** START Supplied records **

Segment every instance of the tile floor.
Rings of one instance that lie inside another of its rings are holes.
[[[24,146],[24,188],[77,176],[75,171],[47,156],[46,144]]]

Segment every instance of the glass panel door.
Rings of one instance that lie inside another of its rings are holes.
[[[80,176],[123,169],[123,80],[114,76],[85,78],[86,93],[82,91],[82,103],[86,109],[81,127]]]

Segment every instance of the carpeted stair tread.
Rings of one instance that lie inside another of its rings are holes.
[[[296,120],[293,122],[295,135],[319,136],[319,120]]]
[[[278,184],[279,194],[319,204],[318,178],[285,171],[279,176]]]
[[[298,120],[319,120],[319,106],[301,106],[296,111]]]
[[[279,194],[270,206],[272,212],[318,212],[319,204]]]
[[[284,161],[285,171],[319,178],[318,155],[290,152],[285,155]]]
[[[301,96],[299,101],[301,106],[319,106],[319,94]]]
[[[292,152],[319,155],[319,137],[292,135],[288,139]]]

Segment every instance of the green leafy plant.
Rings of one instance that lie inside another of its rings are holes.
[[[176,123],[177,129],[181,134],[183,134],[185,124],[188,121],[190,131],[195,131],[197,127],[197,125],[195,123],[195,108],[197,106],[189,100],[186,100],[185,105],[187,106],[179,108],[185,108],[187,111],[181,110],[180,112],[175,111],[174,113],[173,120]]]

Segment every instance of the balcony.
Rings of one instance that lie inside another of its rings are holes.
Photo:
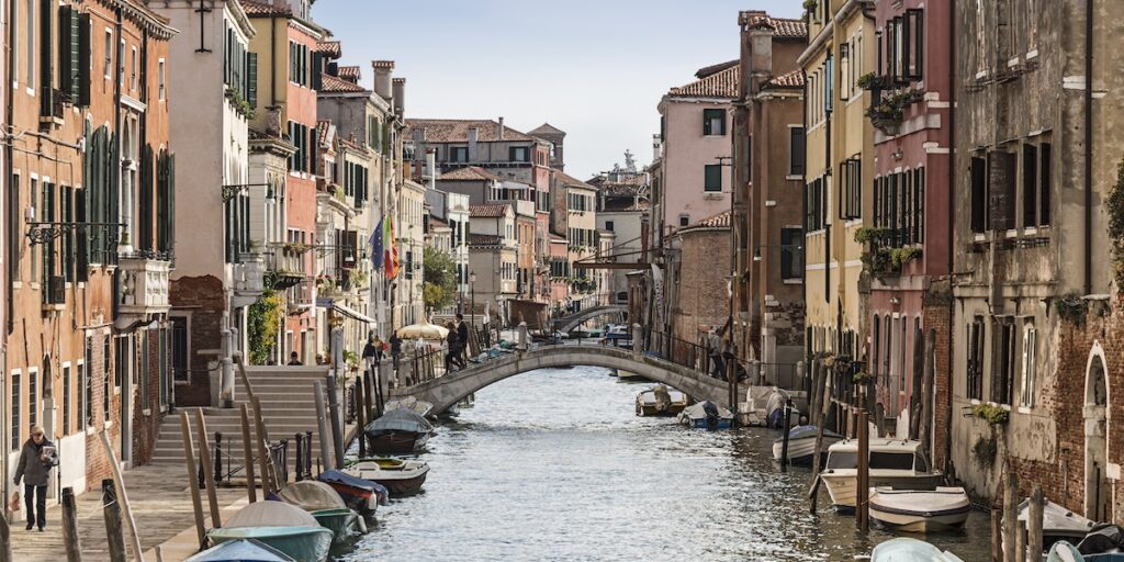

** END Supplied records **

■ Directions: Your task is to quote exactly the lines from the one with "Segment every instance of the green" through the end of the material, both included, without reproducing any pictures.

■ Written response:
Segment every instance of the green leafy plant.
Rings of one instance that lie inside another of its rings are holes.
[[[176,123],[177,129],[181,134],[183,134],[185,124],[188,121],[190,131],[195,131],[197,127],[197,125],[195,123],[195,108],[197,106],[189,100],[186,100],[185,105],[187,106],[179,108],[185,108],[187,111],[181,110],[180,112],[175,111],[174,113],[173,120]]]

Segment every instance of the balcony.
Rings of one instance that lie inside another of its rings are holes.
Photo:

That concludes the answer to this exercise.